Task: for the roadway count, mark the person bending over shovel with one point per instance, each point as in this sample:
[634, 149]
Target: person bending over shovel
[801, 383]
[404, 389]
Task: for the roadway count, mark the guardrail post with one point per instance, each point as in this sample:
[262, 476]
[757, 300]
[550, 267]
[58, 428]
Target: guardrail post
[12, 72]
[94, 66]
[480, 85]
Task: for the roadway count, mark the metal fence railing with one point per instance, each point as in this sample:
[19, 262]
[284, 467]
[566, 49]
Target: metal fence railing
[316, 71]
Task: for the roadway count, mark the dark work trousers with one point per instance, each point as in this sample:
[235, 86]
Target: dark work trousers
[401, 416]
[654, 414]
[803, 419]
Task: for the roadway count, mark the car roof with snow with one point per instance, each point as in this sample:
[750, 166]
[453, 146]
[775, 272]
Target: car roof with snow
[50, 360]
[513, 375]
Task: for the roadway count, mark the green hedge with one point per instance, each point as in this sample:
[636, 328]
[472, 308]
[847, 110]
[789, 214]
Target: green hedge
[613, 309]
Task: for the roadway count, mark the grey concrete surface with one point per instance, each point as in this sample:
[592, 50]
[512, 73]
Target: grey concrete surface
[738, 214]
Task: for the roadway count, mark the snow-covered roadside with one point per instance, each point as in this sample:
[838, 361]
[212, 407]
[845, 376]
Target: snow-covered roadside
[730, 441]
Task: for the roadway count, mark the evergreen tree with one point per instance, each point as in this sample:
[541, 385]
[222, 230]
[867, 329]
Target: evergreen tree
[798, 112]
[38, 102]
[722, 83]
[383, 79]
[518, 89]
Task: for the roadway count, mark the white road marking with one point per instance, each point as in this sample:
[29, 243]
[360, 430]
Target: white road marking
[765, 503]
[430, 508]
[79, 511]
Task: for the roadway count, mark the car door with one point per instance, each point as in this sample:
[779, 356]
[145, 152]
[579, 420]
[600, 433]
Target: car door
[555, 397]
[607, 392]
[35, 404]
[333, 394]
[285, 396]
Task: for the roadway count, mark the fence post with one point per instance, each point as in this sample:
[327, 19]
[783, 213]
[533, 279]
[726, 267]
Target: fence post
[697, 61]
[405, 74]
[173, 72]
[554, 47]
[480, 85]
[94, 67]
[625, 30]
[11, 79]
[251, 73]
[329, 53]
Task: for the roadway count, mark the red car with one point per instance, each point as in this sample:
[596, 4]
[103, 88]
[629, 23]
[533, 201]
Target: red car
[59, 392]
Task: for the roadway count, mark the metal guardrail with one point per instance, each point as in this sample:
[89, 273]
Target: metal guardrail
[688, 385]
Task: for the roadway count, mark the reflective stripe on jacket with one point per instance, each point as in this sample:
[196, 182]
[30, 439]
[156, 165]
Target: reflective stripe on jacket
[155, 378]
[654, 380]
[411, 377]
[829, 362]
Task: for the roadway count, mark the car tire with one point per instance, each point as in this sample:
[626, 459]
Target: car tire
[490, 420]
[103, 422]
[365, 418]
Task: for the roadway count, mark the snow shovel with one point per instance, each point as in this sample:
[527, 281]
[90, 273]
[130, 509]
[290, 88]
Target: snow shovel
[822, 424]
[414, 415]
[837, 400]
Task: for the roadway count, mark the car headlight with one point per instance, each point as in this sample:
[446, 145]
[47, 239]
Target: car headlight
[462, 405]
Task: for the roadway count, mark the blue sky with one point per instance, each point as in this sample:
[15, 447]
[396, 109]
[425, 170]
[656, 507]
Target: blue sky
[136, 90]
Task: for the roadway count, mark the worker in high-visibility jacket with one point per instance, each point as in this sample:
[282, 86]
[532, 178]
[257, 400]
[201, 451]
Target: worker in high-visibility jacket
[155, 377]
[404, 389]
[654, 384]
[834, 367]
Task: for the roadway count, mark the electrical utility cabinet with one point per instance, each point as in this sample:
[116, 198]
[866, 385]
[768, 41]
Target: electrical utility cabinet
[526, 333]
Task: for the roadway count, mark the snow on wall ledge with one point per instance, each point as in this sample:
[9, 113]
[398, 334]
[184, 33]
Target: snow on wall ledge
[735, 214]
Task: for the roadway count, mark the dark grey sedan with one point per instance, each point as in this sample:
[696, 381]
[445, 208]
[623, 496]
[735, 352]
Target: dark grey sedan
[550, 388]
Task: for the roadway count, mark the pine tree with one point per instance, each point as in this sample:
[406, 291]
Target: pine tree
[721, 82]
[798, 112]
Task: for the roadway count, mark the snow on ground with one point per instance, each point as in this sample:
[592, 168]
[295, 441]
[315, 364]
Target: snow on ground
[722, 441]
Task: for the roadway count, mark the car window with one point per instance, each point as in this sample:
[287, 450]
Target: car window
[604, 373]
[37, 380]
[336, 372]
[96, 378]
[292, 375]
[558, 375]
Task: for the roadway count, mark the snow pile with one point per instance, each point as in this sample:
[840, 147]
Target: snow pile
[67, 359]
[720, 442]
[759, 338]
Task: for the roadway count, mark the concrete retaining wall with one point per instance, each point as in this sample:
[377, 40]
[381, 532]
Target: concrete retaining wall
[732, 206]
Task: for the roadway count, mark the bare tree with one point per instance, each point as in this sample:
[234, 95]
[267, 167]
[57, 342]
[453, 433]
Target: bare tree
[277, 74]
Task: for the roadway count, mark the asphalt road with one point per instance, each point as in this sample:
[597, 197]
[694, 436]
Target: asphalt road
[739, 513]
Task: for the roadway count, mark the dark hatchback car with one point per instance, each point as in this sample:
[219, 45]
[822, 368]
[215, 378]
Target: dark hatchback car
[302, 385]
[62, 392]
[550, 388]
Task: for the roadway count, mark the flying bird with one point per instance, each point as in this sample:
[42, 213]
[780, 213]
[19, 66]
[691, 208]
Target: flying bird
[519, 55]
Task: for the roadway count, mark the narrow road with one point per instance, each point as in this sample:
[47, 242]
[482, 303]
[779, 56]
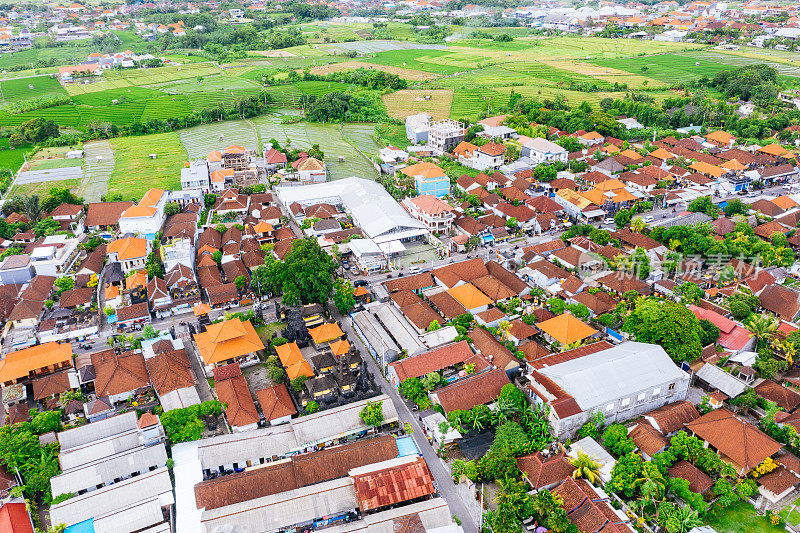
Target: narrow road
[441, 472]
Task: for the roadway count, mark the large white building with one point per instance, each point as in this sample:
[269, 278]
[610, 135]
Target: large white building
[620, 382]
[146, 218]
[373, 209]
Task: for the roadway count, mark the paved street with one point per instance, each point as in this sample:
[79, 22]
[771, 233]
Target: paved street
[461, 503]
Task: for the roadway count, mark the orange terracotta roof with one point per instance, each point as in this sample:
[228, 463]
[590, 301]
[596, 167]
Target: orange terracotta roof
[128, 248]
[19, 364]
[227, 340]
[566, 329]
[326, 333]
[137, 279]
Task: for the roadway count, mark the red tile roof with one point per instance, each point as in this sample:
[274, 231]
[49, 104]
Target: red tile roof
[393, 485]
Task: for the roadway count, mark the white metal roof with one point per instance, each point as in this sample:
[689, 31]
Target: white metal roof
[372, 208]
[152, 486]
[619, 371]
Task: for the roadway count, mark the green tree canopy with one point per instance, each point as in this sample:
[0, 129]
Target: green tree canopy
[670, 325]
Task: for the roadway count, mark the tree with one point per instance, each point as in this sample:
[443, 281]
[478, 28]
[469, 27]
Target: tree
[510, 436]
[585, 467]
[306, 274]
[704, 204]
[64, 284]
[149, 332]
[638, 224]
[622, 218]
[710, 332]
[298, 382]
[372, 414]
[615, 438]
[343, 295]
[736, 207]
[431, 380]
[761, 327]
[172, 208]
[58, 196]
[689, 292]
[670, 325]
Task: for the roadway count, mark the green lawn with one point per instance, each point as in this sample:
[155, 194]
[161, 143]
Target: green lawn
[739, 518]
[12, 159]
[266, 331]
[134, 171]
[45, 164]
[20, 89]
[424, 60]
[669, 68]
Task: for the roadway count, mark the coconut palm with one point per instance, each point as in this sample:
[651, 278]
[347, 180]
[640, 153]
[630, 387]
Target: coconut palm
[638, 224]
[761, 327]
[683, 520]
[504, 327]
[585, 467]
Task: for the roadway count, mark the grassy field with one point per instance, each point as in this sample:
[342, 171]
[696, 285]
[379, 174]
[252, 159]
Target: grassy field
[20, 89]
[42, 189]
[134, 171]
[12, 159]
[739, 517]
[435, 102]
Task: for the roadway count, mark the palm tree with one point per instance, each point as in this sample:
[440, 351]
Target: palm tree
[638, 224]
[585, 467]
[683, 520]
[761, 327]
[504, 327]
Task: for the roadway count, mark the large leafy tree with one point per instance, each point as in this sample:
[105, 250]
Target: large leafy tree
[306, 274]
[670, 325]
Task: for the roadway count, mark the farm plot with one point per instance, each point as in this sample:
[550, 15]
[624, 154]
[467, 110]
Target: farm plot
[24, 88]
[201, 140]
[335, 143]
[50, 174]
[469, 102]
[99, 158]
[437, 61]
[405, 73]
[372, 47]
[435, 102]
[669, 68]
[135, 172]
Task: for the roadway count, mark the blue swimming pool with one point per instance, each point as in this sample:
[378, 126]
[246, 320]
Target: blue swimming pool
[406, 446]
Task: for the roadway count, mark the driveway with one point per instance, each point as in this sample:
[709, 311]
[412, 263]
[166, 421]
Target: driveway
[462, 504]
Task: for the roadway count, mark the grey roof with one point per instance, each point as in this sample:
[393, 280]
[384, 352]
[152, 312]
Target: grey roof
[97, 430]
[271, 513]
[687, 220]
[105, 469]
[378, 338]
[339, 421]
[146, 493]
[372, 208]
[719, 379]
[246, 446]
[596, 379]
[398, 326]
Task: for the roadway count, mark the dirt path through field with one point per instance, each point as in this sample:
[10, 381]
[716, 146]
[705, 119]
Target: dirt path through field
[98, 166]
[405, 73]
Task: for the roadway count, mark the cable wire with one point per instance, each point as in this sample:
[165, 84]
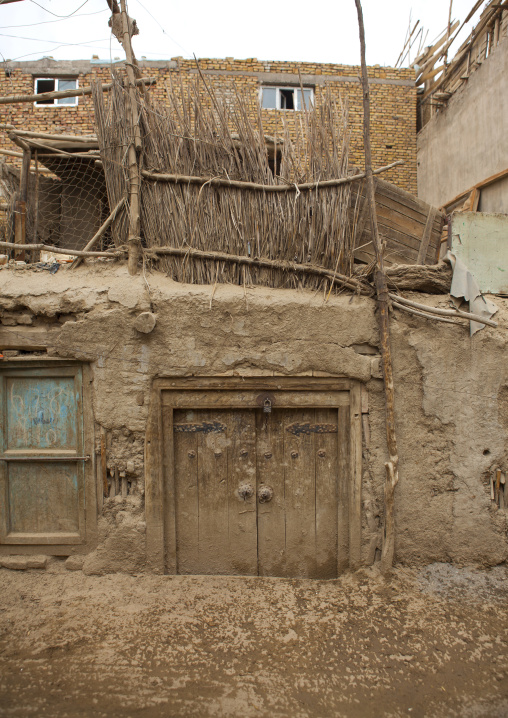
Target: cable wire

**WHAT TO PRODUCE**
Please go line by line through the records above, copying each one that holds the string "wire".

**ANSWER BELOW**
Task: for the roadway count, mark the cable wire with one point per instance, each point as in this sample:
Target: cable wire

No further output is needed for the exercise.